**Exercise details**:
Using the entries below, write out the line with "box: [0, 183, 60, 274]", the line with "197V181L32 186L31 212L0", and every line in between, exactly as each is written.
+--
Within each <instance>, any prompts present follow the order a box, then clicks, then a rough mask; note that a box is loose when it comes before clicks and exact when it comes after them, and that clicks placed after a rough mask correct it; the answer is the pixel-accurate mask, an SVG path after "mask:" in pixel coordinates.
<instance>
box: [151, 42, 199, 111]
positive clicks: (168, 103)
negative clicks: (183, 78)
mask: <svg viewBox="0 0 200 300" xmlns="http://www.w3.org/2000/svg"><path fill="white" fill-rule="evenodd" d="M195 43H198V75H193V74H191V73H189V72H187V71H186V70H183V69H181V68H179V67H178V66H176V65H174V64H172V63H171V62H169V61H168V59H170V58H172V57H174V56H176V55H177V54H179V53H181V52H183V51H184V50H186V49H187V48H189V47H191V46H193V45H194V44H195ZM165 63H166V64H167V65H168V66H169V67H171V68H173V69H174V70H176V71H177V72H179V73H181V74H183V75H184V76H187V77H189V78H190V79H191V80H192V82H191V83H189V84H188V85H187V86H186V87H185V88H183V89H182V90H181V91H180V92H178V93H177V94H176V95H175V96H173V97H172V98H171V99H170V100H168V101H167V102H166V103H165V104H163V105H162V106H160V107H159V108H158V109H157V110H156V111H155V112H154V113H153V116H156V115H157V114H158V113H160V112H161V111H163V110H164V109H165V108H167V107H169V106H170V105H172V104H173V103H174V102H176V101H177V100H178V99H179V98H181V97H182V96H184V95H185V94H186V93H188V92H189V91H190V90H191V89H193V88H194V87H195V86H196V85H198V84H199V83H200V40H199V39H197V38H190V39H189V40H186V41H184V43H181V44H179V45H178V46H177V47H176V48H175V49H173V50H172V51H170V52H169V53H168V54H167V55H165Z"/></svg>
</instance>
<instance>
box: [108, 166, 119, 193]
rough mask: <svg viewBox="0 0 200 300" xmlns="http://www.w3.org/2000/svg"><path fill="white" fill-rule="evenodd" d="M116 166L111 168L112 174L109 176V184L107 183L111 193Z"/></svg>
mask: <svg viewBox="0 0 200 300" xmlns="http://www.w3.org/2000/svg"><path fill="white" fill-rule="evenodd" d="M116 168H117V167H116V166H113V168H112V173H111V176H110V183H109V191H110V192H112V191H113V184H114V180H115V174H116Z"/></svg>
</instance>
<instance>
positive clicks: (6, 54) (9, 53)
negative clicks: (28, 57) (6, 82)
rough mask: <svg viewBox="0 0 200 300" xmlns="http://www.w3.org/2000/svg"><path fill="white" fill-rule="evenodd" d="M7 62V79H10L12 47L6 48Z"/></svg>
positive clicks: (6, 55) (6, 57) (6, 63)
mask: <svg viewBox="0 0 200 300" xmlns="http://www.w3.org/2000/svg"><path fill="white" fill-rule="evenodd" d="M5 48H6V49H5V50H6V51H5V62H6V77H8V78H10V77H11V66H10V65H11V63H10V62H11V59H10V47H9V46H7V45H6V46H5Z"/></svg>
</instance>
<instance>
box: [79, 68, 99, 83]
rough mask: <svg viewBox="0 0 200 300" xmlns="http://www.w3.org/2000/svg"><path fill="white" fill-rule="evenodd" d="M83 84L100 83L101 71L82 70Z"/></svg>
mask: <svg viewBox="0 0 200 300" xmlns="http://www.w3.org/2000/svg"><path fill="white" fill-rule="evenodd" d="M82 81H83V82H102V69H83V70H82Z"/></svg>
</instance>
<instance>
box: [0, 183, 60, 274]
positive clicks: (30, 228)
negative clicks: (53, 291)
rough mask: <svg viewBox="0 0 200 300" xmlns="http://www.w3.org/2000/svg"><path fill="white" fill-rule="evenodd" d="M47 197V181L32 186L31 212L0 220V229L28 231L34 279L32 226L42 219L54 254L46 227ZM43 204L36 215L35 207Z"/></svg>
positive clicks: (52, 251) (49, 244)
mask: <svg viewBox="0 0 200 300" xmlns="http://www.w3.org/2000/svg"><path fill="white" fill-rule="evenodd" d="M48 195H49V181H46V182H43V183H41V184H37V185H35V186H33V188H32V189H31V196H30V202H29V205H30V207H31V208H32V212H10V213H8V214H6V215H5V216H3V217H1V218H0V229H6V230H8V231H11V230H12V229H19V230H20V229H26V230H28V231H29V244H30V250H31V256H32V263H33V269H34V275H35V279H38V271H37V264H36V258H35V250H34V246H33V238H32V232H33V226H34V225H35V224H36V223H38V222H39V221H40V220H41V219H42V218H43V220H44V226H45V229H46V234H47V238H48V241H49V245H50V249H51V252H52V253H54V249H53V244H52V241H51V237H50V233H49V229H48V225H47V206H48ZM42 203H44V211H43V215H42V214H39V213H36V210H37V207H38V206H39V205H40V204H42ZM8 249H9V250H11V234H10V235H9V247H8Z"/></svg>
+--
**Task result**:
box: [0, 183, 60, 274]
positive clicks: (30, 228)
negative clicks: (53, 291)
rough mask: <svg viewBox="0 0 200 300" xmlns="http://www.w3.org/2000/svg"><path fill="white" fill-rule="evenodd" d="M47 197V181L32 186L31 212L0 220V229L28 231L34 279L32 226L42 219L54 254L46 227ZM43 204L36 215L35 207Z"/></svg>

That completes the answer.